(Action item): Rewrite the records as a numbered list, leaving out blank lines and covering only everything from the line containing "Mask each <instance>" down to the line containing "box: [0, 0, 1600, 27]".

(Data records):
================
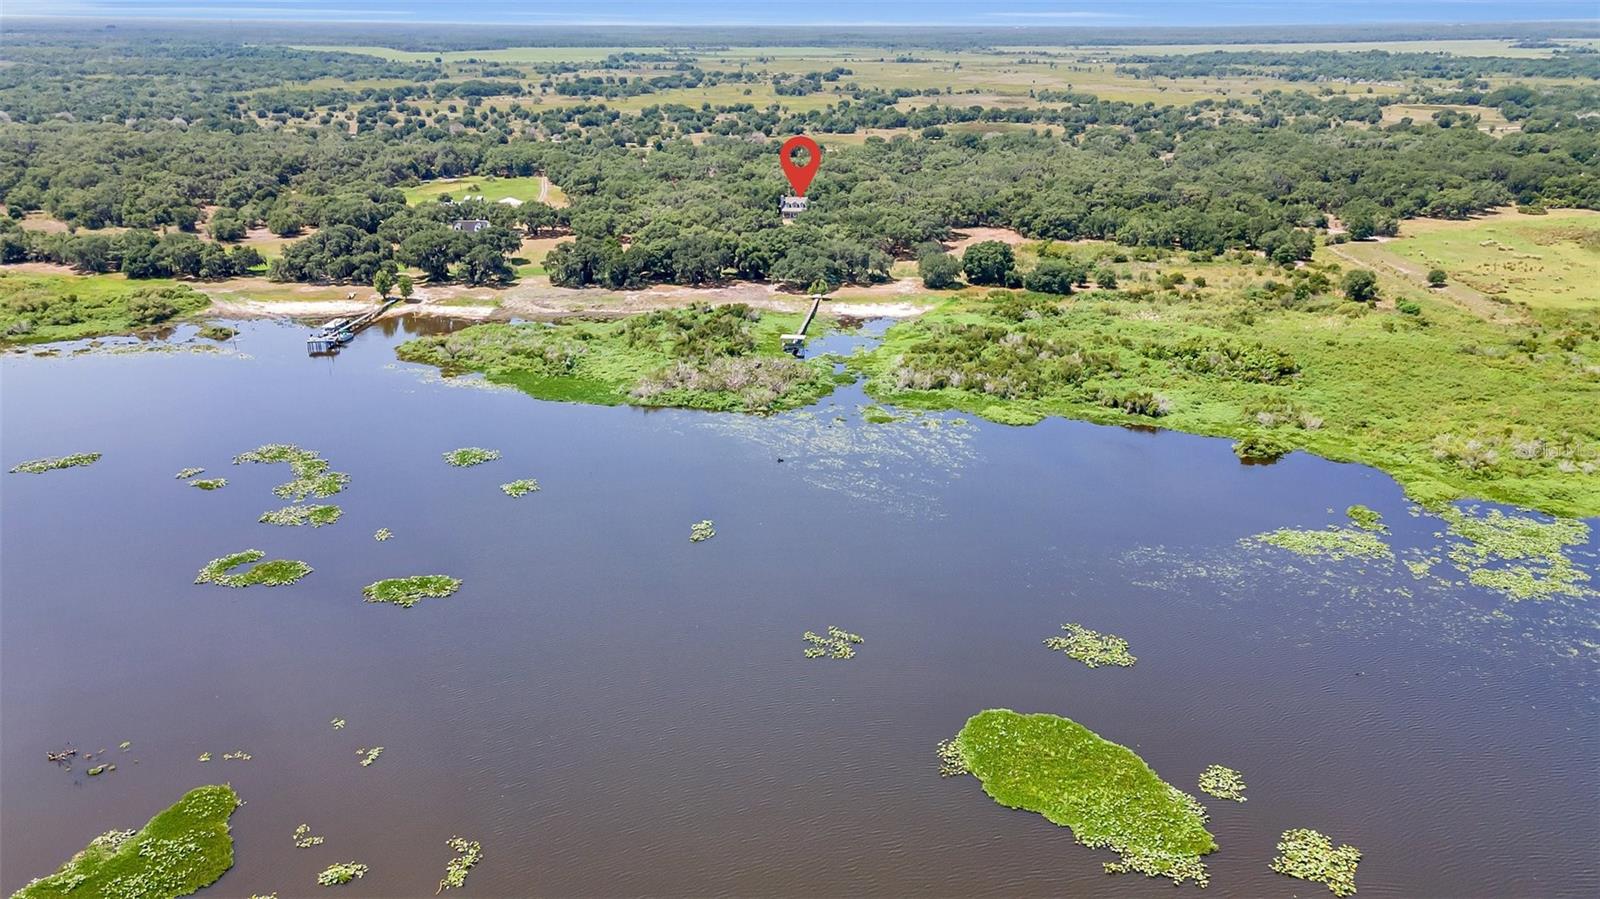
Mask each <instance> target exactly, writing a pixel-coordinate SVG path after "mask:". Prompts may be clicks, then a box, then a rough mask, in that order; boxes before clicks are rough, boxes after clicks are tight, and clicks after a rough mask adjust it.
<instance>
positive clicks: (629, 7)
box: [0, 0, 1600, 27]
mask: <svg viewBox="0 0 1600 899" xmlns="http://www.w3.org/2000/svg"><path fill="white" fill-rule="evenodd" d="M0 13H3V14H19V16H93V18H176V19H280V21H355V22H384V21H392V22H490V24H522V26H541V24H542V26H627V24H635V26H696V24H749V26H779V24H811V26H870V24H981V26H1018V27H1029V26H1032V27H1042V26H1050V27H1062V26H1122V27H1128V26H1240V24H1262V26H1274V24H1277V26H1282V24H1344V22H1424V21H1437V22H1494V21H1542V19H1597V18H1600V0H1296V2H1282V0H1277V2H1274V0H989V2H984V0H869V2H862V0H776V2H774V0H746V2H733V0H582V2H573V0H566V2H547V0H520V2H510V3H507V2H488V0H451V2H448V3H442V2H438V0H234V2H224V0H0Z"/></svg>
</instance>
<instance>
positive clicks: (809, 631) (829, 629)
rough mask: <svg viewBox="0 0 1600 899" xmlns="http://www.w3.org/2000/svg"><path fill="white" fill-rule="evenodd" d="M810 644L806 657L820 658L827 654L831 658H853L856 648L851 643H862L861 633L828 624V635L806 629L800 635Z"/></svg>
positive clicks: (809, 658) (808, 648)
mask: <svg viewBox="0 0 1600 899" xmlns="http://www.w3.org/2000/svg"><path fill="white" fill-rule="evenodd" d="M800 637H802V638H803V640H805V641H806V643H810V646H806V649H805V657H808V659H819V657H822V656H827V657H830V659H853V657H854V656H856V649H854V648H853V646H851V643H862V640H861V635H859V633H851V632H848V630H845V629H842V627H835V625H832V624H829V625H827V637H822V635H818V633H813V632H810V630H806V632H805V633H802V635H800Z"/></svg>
================
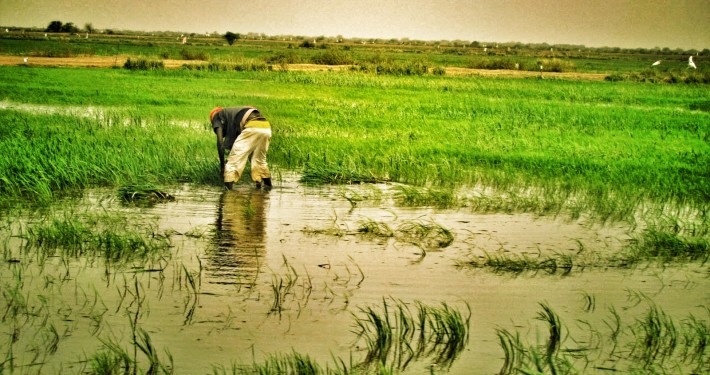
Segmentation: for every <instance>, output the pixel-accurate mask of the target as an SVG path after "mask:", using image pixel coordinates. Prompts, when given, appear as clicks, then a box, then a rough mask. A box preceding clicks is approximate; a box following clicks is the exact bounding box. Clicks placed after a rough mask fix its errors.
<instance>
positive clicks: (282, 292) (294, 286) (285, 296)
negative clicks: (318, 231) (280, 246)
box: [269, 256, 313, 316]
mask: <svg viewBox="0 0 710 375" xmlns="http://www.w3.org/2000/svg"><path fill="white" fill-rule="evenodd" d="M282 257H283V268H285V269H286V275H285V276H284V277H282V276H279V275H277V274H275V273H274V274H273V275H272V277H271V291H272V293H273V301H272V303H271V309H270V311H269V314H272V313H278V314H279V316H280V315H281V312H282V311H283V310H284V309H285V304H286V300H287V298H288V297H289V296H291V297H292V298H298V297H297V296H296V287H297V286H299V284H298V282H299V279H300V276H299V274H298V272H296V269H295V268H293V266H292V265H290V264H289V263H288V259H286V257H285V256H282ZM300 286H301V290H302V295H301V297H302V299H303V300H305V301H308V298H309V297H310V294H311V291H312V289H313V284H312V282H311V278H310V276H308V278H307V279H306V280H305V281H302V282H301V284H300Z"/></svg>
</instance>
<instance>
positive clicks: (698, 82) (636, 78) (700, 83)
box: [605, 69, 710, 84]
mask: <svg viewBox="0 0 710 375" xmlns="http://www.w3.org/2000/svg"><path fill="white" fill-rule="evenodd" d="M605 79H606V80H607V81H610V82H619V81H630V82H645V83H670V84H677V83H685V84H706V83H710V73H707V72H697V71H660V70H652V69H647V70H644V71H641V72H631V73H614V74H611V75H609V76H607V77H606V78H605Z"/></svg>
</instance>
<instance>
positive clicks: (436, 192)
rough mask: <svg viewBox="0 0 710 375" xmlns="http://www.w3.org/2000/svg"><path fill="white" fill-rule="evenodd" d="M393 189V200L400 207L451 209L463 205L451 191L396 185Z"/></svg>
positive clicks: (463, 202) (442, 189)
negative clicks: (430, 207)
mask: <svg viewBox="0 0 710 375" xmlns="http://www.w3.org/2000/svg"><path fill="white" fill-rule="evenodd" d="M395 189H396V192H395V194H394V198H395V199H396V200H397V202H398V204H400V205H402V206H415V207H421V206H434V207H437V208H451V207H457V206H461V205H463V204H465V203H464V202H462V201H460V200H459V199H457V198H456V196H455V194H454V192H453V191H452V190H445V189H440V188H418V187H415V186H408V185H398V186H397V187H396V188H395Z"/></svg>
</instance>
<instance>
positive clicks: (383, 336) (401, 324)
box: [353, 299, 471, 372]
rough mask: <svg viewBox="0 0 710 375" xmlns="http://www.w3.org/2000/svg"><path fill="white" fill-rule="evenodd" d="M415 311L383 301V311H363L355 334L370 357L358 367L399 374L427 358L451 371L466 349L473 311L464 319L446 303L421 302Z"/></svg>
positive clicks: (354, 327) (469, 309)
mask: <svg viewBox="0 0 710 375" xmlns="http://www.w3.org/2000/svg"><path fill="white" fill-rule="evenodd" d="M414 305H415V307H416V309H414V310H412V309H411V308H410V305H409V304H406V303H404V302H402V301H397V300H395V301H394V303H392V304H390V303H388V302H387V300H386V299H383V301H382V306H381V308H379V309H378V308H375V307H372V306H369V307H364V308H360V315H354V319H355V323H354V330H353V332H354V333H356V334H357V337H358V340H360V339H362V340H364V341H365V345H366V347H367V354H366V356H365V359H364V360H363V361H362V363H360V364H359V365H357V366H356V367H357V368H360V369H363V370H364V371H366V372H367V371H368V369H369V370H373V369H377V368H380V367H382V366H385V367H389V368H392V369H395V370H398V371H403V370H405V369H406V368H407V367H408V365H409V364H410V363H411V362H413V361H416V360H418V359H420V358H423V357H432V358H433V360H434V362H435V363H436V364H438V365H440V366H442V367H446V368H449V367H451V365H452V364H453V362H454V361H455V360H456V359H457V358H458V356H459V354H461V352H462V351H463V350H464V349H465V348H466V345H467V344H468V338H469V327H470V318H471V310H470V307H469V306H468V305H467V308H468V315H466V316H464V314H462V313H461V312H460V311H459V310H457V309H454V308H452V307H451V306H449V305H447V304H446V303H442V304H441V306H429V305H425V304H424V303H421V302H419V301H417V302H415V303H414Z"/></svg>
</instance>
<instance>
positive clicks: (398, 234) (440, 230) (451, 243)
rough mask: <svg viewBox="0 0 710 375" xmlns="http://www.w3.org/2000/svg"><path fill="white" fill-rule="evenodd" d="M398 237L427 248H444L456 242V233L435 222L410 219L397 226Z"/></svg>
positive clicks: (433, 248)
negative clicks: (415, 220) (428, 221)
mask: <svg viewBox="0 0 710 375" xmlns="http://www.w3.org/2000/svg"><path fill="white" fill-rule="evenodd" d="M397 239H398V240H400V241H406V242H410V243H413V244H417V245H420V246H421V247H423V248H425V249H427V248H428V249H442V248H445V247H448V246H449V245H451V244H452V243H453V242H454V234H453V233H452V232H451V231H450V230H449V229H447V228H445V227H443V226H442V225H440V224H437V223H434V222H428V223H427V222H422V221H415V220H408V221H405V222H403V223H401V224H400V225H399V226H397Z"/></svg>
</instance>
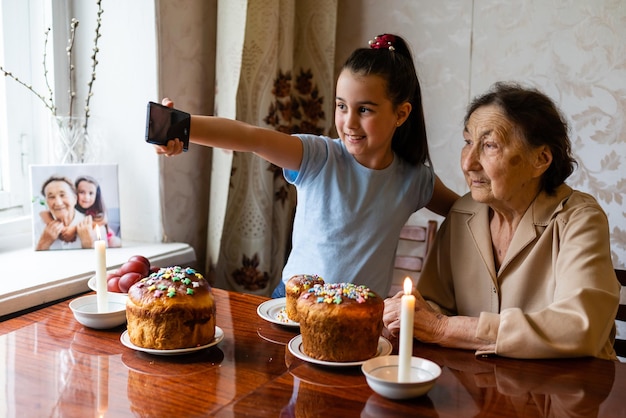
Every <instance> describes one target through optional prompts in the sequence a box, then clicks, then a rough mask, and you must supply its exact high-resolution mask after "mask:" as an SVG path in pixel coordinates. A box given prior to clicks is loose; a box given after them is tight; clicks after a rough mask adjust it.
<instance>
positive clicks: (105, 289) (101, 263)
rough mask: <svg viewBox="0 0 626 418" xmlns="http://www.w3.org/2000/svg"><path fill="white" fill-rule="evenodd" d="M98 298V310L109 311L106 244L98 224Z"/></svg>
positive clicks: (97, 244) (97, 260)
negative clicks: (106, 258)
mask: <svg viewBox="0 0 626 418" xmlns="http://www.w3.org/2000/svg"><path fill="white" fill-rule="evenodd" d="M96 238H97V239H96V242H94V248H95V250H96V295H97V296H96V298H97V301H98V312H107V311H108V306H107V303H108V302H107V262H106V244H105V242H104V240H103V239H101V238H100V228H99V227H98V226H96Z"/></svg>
================
(Solution to this exercise):
1. Mask each <instance> target exactly, writing a pixel-coordinate SVG path after "mask:". Prompts may be clicks, then a box, then a rough mask, in that order; boxes before clicks are rough, boxes after clicks are tight, and clicks after a rough mask adjust it.
2. <instance>
3. positive clicks: (629, 7)
4. box: [0, 0, 1600, 27]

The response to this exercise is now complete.